Given task 1
Summarize the memorandum on the Pacheco-Arias sentencing appeal in two sentences.
Given task 2
Proceed with the memorandum on the Pacheco-Arias sentencing appeal from the point where it stops.

Selected passage

Argued and Submitted April 8, 1992. Decided May 1, 1992


Before CANBY, REINHARDT and WIGGINS, Circuit Judges.


MEMORANDUM* 

Appellant Faustino Pacheco-Arias appeals his sentence following his plea of guilty to one count of violating 8 U.S.C. section 1324, transporting illegal aliens. We have jurisdiction pursuant to 18 U.S.C. section 3231(a) (1) (B), and we affirm.

FACTS

Appellant was the central figure in a ring that transported illegal aliens for hire and which operated from January 1991 until his arrest in April 1991.

Appellant pled guilty to transporting illegal aliens. The U.S. Probation Department recommended a sentence of eleven months' custody, and the government sought a fourteen month sentence. The court sentenced appellant to eleven months. Appellant sought, but was denied a two-month reduction for acceptance of responsibility.

DISCUSSION

Appellant contends first that his two prior convictions for driving without a license should have been consolidated as related matters in calculating his criminal history category under the Sentencing Guidelines. Interpretation of the Sentencing Guidelines is reviewed de novo. United States v. Lawrence, 916 F.2d 553, 554 (9th Cir. 1990).

Second, appellant argues that the district court erred in refusing to grant his request for a two level reduction under the guidelines for acceptance of responsibility. Whether a defendant has accepted responsibility for a crime is a factual determination. United States v. Gonzalez, 897 F.2d 1018, 1019 (9th Cir. 1990). The district court's factual findings in the sentencing phase are reviewed for clear error. United States v. Burns, 894 F.2d 334, 336 (9th Cir. 1990).

Calculation of Appellant's Criminal History Category

First, we find no error was made in the calculation of appellant's criminal history category. The district court properly considered appellant's two prior convictions for driving without a license as unrelated under U.S.S.G. section 4A1.2(a) (2). Thus, they were properly treated as two prior sentences instead of one. Under the comment to section 4A1.2 of the Guidelines, cases are related if they "(1) occurred on a single occasion, (2) were part of a single common scheme or plan, or (3) were consolidated for trial or sentencing." Appellant's prior offenses meet none of the tests for related cases. First, the prior offenses did not occur on the same occasion.

Rows
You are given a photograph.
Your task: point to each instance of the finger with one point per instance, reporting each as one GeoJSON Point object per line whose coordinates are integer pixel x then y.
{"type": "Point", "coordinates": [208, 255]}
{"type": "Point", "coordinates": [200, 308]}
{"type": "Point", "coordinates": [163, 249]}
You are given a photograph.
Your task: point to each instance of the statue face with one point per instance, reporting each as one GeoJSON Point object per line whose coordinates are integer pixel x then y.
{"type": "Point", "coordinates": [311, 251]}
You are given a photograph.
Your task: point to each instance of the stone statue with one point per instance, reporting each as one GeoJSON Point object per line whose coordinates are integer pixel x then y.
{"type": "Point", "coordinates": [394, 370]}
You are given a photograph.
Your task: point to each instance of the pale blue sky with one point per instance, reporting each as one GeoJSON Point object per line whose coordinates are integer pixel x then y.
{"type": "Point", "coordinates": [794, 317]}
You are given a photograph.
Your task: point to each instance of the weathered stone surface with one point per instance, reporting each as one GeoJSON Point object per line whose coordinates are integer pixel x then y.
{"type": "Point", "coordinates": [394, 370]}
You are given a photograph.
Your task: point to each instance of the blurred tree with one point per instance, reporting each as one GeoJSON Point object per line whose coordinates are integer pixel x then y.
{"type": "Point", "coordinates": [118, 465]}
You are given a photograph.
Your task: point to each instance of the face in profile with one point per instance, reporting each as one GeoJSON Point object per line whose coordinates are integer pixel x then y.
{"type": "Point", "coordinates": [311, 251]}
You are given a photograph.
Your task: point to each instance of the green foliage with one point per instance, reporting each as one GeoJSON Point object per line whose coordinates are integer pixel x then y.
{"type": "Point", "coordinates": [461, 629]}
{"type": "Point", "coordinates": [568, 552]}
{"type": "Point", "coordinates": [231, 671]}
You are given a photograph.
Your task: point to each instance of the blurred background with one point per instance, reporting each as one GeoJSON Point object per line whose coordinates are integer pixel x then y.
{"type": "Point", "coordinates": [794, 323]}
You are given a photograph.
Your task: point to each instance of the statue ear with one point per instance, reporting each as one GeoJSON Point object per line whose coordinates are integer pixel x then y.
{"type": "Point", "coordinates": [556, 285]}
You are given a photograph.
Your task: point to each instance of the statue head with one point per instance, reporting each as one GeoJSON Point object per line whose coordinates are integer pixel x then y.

Right answer 1
Faustino Pacheco-Arias appeals the eleven-month sentence he received after pleading guilty to transporting illegal aliens, arguing that his two prior convictions for driving without a license should have been treated as related and that he was wrongly denied a reduction for acceptance of responsibility. The court affirms, finding no error in the criminal history calculation because those prior offenses meet none of the Guidelines tests for related cases.

Right answer 2
Second, we do not find the prior convictions related as part of a single common plan or scheme. Appellant made two separate decisions to drive without a license. Violating the same law more than once does not automatically make both offenses part of one scheme. Our conclusion that these are not related offenses under the Sentencing Guidelines is bolstered by the most recent amendments to section 4A1.2. The comment to that section now states: "Prior sentences are not considered related if they were for offenses that were separated by an intervening arrest."

Finally, appellant's offenses were not consolidated for trial or sentencing. He drove without a license twice: on April 4, 1989 and October 6, 1989. He was convicted on November 30, 1989 for the October 1989 offense and on June 18, 1990 for the April 1989 offense. Appellant failed to appear at his first court date on the April 1989 offense. Had he done so, he would have been convicted of the first offense before the second ever occurred. But appellant claims that because the state court in which he was convicted of the driving violations usually combines such offenses for resolution, the district court should have consolidated them. Were we to agree to this, we would be rewarding appellant's failure to appear on the first offense.

Appellant's Acceptance of Responsibility Claim

Appellant next argues that his total offense level under the guidelines should have been reduced by two levels for acceptance of responsibility.

Under section 3E1.1, a sentencing court should reduce a defendant's offense level by two points if it finds he "clearly demonstrates a recognition and affirmative acceptance of personal responsibility for his criminal conduct." However, the Ninth Circuit has said that a defendant is not automatically entitled to such a reduction simply because he pleads guilty. Gonzalez, 897 F.2d at 1020; United States v. Cooper, 912 F.2d 344, 345 (9th Cir. 1990).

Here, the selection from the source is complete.